─── Material provided

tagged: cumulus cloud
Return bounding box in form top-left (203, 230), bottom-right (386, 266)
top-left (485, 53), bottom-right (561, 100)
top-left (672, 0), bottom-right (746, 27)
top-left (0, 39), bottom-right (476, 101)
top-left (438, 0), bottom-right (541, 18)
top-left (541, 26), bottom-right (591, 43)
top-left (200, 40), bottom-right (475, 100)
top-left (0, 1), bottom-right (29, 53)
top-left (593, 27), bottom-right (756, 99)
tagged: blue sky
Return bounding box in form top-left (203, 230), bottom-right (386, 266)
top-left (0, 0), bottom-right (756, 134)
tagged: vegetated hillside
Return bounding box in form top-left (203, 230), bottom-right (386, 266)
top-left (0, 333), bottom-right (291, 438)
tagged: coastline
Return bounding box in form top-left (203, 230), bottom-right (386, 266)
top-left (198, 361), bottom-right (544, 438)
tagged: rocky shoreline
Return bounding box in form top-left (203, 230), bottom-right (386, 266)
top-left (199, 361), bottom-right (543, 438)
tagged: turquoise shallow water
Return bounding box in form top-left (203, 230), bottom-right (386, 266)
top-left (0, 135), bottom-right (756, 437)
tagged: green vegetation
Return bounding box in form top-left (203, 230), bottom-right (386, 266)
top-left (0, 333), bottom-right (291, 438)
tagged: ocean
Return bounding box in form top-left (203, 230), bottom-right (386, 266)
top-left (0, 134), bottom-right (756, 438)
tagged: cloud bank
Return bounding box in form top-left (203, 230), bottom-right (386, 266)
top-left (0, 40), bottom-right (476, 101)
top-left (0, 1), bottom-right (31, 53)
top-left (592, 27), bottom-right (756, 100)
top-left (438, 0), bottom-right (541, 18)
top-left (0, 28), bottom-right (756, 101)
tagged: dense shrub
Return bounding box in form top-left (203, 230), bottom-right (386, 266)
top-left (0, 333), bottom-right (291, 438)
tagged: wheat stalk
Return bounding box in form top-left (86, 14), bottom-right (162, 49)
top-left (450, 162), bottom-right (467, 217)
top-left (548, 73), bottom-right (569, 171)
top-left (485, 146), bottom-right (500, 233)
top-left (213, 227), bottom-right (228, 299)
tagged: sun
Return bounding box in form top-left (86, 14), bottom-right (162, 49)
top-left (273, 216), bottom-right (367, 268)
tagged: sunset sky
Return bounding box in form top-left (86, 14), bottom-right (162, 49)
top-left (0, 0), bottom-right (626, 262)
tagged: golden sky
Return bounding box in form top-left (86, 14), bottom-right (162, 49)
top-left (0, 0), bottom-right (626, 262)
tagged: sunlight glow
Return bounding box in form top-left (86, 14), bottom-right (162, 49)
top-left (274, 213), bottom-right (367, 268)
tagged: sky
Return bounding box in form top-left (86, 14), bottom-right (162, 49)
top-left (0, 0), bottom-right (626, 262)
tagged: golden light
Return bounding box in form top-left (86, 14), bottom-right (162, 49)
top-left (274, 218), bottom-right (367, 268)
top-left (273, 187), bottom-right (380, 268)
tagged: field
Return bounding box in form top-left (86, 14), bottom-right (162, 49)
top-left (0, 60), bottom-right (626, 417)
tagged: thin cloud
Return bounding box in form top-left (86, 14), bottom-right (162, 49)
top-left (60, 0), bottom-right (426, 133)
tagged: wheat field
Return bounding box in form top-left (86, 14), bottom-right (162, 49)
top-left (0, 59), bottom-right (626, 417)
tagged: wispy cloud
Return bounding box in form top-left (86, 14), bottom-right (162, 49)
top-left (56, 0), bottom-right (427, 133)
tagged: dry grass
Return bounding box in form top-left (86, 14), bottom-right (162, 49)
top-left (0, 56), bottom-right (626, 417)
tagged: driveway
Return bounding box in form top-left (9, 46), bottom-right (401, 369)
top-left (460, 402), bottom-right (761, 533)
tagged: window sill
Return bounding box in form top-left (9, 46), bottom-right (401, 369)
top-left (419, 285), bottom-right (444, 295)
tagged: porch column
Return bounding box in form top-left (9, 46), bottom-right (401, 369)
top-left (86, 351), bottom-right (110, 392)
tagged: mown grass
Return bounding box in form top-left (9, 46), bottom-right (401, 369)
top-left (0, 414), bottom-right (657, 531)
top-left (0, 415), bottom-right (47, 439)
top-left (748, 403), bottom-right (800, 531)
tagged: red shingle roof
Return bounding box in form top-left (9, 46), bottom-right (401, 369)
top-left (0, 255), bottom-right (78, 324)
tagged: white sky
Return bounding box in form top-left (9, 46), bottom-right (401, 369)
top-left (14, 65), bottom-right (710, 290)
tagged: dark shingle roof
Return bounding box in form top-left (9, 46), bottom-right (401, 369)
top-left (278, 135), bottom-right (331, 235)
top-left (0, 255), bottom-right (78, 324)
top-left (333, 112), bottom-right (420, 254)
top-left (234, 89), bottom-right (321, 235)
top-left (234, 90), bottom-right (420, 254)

──────

• Prompt:
Print all of the entries above again, line for line, with every character unchanged.

• Final result:
tagged: cumulus cloud
Return bounding box in form top-left (203, 230), bottom-right (386, 266)
top-left (485, 53), bottom-right (561, 100)
top-left (672, 0), bottom-right (746, 27)
top-left (0, 39), bottom-right (476, 101)
top-left (438, 0), bottom-right (541, 18)
top-left (541, 26), bottom-right (591, 43)
top-left (200, 40), bottom-right (475, 100)
top-left (0, 1), bottom-right (29, 53)
top-left (593, 27), bottom-right (756, 99)
tagged: blue sky
Return bounding box in form top-left (203, 230), bottom-right (386, 266)
top-left (0, 0), bottom-right (756, 134)
tagged: vegetated hillside
Return bounding box in form top-left (203, 230), bottom-right (386, 266)
top-left (0, 333), bottom-right (291, 438)
tagged: coastline
Return bounding box in form top-left (203, 230), bottom-right (386, 266)
top-left (198, 361), bottom-right (544, 438)
tagged: rocky shoreline
Return bounding box in form top-left (203, 230), bottom-right (386, 266)
top-left (199, 361), bottom-right (543, 438)
tagged: turquoise shallow water
Return bounding box in form top-left (203, 230), bottom-right (386, 266)
top-left (0, 135), bottom-right (756, 437)
tagged: green vegetation
Return bounding box in form top-left (203, 230), bottom-right (386, 266)
top-left (0, 333), bottom-right (291, 438)
tagged: ocean
Return bounding box in form top-left (203, 230), bottom-right (386, 266)
top-left (0, 134), bottom-right (756, 438)
tagged: cloud bank
Return bounding box in form top-left (203, 230), bottom-right (386, 266)
top-left (0, 40), bottom-right (476, 101)
top-left (0, 1), bottom-right (31, 53)
top-left (592, 27), bottom-right (756, 100)
top-left (438, 0), bottom-right (541, 18)
top-left (0, 28), bottom-right (756, 101)
tagged: dense shrub
Return bounding box in form top-left (203, 230), bottom-right (386, 266)
top-left (0, 333), bottom-right (291, 438)
tagged: wheat stalk
Return bounding box in form top-left (86, 14), bottom-right (162, 49)
top-left (450, 162), bottom-right (467, 217)
top-left (548, 73), bottom-right (569, 171)
top-left (485, 146), bottom-right (500, 233)
top-left (213, 227), bottom-right (228, 299)
tagged: sun
Return bounding box in form top-left (86, 14), bottom-right (162, 49)
top-left (273, 216), bottom-right (367, 268)
tagged: sunset sky
Return bounding box in form top-left (86, 14), bottom-right (162, 49)
top-left (0, 0), bottom-right (626, 262)
tagged: golden sky
Return bounding box in form top-left (86, 14), bottom-right (162, 49)
top-left (0, 0), bottom-right (626, 262)
tagged: sunlight glow
Return bounding box in form top-left (86, 14), bottom-right (162, 49)
top-left (274, 213), bottom-right (367, 268)
tagged: sky
Return bounding box in form top-left (86, 14), bottom-right (162, 49)
top-left (0, 0), bottom-right (626, 262)
tagged: golden light
Return bounding box in form top-left (86, 14), bottom-right (162, 49)
top-left (274, 218), bottom-right (367, 268)
top-left (273, 187), bottom-right (380, 268)
tagged: field
Return bounding box in form top-left (86, 14), bottom-right (162, 49)
top-left (0, 60), bottom-right (626, 417)
tagged: thin cloud
Return bounding box in form top-left (86, 14), bottom-right (162, 49)
top-left (60, 0), bottom-right (426, 133)
tagged: wheat field
Return bounding box in form top-left (86, 14), bottom-right (162, 49)
top-left (0, 59), bottom-right (626, 417)
tagged: wispy cloud
Return bounding box in form top-left (86, 14), bottom-right (162, 49)
top-left (56, 0), bottom-right (427, 133)
tagged: dry grass
Return bounding box in form top-left (86, 14), bottom-right (162, 49)
top-left (0, 56), bottom-right (626, 417)
tagged: driveway
Return bounding box in form top-left (9, 46), bottom-right (401, 369)
top-left (460, 402), bottom-right (761, 533)
tagged: window sill
Return bounding box in form top-left (9, 46), bottom-right (401, 369)
top-left (419, 285), bottom-right (444, 295)
tagged: porch column
Return bounding box in form top-left (9, 46), bottom-right (401, 369)
top-left (86, 351), bottom-right (110, 392)
tagged: mown grass
Return bounding box in form top-left (9, 46), bottom-right (401, 369)
top-left (0, 414), bottom-right (657, 531)
top-left (0, 415), bottom-right (47, 439)
top-left (748, 403), bottom-right (800, 531)
tagged: red shingle roof
Return bounding box in form top-left (9, 46), bottom-right (401, 369)
top-left (0, 255), bottom-right (78, 324)
tagged: white sky
Return bounding box in form top-left (9, 46), bottom-right (401, 369)
top-left (14, 65), bottom-right (710, 290)
tagged: dark shingle roof
Return bounding box in form top-left (9, 46), bottom-right (401, 369)
top-left (278, 135), bottom-right (331, 235)
top-left (0, 255), bottom-right (78, 324)
top-left (333, 112), bottom-right (420, 254)
top-left (234, 89), bottom-right (321, 235)
top-left (234, 90), bottom-right (420, 254)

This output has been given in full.